Reproduce only the lines from the one containing "Drop one marker on each instance of the red" through the end of the entries, both ends included, keeping each request line unchanged. In the answers, scale every x and y coordinate by 0.5 and round to whole numbers, with halves rounding up.

(Coordinate labeling data)

= = = = = = =

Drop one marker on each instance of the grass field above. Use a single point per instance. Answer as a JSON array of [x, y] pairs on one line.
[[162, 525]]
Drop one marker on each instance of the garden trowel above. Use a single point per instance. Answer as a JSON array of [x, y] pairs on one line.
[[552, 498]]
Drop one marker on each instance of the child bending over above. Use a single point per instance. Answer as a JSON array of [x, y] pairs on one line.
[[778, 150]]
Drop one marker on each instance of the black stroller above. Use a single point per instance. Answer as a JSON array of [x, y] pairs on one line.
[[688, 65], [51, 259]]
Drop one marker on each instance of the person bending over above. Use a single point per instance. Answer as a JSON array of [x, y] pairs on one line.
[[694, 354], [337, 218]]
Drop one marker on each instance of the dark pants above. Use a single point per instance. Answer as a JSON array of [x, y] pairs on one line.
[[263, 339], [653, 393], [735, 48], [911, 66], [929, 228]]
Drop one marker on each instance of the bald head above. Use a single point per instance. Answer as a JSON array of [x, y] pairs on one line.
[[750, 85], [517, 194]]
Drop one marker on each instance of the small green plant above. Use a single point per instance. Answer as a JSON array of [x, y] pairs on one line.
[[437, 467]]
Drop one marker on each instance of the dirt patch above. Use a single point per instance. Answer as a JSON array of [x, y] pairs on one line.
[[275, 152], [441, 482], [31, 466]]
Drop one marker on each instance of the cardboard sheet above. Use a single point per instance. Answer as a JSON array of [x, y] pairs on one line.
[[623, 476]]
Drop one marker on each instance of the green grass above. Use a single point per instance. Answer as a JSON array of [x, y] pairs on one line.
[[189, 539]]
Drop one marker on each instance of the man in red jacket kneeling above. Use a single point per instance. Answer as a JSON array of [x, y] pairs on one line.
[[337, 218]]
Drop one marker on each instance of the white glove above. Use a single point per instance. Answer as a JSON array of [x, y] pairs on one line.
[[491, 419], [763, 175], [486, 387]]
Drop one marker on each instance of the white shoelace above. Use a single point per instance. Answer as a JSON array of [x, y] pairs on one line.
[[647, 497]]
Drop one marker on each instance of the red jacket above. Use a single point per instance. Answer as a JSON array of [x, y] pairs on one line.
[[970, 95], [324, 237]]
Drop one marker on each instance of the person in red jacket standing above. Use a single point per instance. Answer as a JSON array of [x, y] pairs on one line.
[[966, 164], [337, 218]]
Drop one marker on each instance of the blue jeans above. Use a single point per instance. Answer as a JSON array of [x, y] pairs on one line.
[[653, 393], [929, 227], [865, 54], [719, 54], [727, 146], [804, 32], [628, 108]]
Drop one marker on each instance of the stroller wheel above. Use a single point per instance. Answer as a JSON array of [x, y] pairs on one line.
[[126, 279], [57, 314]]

= = = = = = =

§ WRITTEN RESPONSE:
Drop one marker on each instance of the red jacket above. Use a single point per instance. Answer as a JSON array of [x, y] pairs on one line.
[[485, 48], [162, 119]]
Drop one marker on each instance of the person in red jacket standing above. Use a single point per instance. Answer as a JSON array of [x, y] pairs on one line.
[[483, 82], [169, 109]]
Drop one marker on each instance of the blue jeans above. Use a single point per instance. Answer as a JSON array of [x, y] pairs on one line.
[[327, 197], [465, 114], [433, 27], [360, 27], [364, 73], [402, 16], [314, 54]]
Drop one marker on each instance of the stroller wheel above. Use a single point per instance. Answer as a JSON array of [x, y] pairs on one line.
[[63, 140], [29, 157]]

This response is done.